* Task list *
(a) According to the passage on human fertility control, in what year was the first tubal sterilization performed?
(b) Reproduce the human fertility control passage between "Use of the intrauterine" and "were well known.", inclusive.

* Text passage *
────────────────────────────────────────
Human fertility control. Contraception (temporary aversion of pregnancy), sterilization (permanent prevention of pregnancy), and induced abortion (artificial termination of pregnancy) have been practiced for thousands of years.

Much of the archaic literature dealing with contraception is of oriental descent. Systemic approaches of fertility control included ingesting quicksilver (mercury) fried in oil, live tadpoles, or mule uteri. Vaginal pessaries were composed of honey (which inhibited sperm motility) and crocodile dung. Rock salt, alum, and quinacrine were unknowingly used as spermicides. Sea sponges, inserted into the vagina to soak up semen, were used for centuries. Later, cervical caps and diaphragms were molded from wax, oil silk paper, and linen cloth.

Use of the intrauterine device (IUD) has also been linked to early Asian times. Rocks were apparently placed in the uteri of camels to prevent pregnancy. As far as we know, the first IUDs for human contraception were designed during the early 1900s - rings of silkworm gut wrapped with silver wire.

The origin of the condom (from the Latin condus, meaning receptacle) dates to the ancient Romans - they fashioned bladders of animals into repositories. Fallopius devised an archetype condom from a linen sheath; he advised its use to protect against "pleasure and danger" - the scavenging effects of venereal (after Venus, the goddess of love) diseases, mainly syphilis (hero of the 1530 French poem, Syphilus sive Morbus Gallicus), were well known.

Two natural time-honored methods of contraception are coitus interruptus (withdrawal of the penis before ejaculation) and breast-feeding. Withdrawal was denounced by some religious factions. As extreme as it may seem, it is stated in the Book of Genesis that Onan was put to death for "spilling semen on the ground." Women have suckled their babies for years to avoid pregnancy (menstrual cyclicity is repressed during lactation). Not surprisingly, these approaches have high failure rates (after six months with nursing).

The first tubal sterilization was performed in 1823. Until recently, tubal ligations were used mainly to prevent pregnancy in women who would require repeated cesarean sections. Vasectomies were first carried out in Sweden and England in 1894.
────────────────────────────────────────
Recorded data
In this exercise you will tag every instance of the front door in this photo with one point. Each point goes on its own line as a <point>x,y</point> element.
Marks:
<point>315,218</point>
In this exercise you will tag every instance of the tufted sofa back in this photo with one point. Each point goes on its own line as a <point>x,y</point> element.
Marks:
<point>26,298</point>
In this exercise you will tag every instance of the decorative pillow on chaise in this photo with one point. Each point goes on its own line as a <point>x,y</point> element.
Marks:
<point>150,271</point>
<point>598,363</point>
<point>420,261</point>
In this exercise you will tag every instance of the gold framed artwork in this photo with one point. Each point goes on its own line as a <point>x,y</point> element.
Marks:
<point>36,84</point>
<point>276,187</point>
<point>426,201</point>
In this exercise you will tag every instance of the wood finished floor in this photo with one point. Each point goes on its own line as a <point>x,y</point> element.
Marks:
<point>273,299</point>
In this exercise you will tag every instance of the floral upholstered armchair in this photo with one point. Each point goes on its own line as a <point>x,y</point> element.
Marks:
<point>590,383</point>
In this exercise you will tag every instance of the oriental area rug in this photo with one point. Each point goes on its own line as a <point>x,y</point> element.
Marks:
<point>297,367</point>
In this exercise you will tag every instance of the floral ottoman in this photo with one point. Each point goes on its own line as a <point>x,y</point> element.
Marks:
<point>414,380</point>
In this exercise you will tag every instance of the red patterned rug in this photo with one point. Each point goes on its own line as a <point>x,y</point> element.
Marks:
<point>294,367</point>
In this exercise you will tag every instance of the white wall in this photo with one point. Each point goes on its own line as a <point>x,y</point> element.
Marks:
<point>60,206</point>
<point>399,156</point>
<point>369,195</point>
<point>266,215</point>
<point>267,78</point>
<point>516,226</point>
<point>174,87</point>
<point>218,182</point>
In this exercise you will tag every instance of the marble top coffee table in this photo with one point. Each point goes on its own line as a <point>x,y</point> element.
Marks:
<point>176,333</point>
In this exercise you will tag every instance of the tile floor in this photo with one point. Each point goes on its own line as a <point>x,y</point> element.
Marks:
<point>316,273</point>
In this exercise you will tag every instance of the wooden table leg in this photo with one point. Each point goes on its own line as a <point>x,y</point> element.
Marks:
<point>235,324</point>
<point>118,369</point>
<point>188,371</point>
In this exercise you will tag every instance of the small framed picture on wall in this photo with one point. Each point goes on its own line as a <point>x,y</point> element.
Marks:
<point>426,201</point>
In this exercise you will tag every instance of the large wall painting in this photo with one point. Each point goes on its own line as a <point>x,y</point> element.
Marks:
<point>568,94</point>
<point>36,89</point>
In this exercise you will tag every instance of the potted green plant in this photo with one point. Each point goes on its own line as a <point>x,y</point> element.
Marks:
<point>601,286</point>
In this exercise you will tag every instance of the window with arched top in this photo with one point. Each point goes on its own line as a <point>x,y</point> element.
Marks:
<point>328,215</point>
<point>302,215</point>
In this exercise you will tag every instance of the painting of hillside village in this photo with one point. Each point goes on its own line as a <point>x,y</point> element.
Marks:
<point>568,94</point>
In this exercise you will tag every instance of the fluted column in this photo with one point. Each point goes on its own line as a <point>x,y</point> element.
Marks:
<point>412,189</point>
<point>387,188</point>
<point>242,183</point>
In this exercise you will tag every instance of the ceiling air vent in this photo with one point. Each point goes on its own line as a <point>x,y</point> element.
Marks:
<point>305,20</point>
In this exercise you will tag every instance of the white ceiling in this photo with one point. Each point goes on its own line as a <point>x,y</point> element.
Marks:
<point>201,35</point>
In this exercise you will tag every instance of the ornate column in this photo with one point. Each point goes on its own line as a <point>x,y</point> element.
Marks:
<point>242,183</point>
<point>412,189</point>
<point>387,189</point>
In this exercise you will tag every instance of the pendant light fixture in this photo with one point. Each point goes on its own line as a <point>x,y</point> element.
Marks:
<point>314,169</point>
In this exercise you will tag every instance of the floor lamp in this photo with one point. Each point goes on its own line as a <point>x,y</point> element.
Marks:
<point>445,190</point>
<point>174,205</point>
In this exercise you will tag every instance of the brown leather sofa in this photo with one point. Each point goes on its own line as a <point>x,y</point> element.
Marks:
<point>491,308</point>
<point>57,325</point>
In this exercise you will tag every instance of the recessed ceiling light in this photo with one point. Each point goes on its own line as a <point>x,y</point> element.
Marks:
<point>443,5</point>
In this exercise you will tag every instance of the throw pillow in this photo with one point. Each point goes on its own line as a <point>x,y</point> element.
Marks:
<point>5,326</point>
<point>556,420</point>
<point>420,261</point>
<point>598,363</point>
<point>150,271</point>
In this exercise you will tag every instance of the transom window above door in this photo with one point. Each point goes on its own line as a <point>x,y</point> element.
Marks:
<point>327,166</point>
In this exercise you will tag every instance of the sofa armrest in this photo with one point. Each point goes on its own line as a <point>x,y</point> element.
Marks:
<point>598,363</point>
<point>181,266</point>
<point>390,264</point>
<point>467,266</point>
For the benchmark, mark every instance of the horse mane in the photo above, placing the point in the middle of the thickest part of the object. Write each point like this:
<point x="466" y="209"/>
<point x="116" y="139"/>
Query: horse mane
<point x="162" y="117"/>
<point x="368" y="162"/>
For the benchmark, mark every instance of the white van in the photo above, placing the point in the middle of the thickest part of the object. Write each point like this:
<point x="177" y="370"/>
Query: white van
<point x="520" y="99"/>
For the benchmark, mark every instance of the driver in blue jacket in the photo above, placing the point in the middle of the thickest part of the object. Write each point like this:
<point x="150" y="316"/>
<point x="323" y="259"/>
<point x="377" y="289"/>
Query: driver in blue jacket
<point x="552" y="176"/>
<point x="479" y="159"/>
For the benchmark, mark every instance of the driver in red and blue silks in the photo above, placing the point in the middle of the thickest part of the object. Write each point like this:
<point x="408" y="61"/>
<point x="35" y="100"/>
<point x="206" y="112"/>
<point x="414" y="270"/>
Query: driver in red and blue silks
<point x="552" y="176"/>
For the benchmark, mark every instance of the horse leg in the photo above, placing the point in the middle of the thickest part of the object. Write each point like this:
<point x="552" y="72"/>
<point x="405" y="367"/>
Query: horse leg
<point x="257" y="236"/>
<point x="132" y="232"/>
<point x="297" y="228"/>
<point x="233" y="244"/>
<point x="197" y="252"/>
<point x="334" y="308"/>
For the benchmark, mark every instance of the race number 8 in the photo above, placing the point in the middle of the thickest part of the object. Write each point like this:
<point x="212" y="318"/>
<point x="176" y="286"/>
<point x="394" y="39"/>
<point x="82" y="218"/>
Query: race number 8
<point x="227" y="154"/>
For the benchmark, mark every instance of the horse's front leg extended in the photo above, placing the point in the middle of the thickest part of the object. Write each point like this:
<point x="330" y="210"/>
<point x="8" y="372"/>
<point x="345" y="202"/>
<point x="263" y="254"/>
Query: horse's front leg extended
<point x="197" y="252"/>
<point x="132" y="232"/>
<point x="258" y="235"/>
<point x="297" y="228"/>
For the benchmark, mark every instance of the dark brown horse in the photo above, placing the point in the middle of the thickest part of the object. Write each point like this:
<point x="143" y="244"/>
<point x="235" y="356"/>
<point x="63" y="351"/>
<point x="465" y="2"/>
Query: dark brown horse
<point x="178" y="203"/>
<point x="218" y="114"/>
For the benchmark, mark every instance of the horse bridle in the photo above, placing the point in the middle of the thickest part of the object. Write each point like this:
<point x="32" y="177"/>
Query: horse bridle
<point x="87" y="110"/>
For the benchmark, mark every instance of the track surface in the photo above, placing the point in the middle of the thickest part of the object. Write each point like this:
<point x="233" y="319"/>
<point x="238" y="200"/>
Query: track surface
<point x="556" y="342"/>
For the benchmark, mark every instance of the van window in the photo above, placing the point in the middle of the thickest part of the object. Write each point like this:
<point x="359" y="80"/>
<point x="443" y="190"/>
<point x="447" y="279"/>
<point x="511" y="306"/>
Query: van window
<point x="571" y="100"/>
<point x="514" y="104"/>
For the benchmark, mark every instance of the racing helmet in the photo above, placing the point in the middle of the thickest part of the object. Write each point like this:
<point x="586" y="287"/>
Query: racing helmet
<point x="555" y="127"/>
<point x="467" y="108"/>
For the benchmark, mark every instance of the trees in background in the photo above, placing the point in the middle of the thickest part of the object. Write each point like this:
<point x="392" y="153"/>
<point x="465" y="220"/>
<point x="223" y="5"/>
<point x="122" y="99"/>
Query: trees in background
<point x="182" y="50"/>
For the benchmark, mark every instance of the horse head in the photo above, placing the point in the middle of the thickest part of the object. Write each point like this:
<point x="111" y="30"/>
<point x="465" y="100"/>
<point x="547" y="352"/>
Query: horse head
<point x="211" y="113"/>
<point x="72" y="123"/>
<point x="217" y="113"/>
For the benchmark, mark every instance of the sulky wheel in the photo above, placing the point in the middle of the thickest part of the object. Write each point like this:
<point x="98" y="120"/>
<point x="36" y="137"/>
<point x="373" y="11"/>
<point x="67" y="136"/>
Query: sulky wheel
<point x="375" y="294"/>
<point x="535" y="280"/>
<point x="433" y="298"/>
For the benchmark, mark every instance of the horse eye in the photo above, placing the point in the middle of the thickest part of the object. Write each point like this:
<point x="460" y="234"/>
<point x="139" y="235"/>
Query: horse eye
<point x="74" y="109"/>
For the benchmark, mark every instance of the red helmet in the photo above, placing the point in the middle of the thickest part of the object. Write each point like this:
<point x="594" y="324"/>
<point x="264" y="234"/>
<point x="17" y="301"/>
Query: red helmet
────────────────────────────────────────
* Task-by-task answers *
(a) 1823

(b)
Use of the intrauterine device (IUD) has also been linked to early Asian times. Rocks were apparently placed in the uteri of camels to prevent pregnancy. As far as we know, the first IUDs for human contraception were designed during the early 1900s - rings of silkworm gut wrapped with silver wire.

The origin of the condom (from the Latin condus, meaning receptacle) dates to the ancient Romans - they fashioned bladders of animals into repositories. Fallopius devised an archetype condom from a linen sheath; he advised its use to protect against "pleasure and danger" - the scavenging effects of venereal (after Venus, the goddess of love) diseases, mainly syphilis (hero of the 1530 French poem, Syphilus sive Morbus Gallicus), were well known.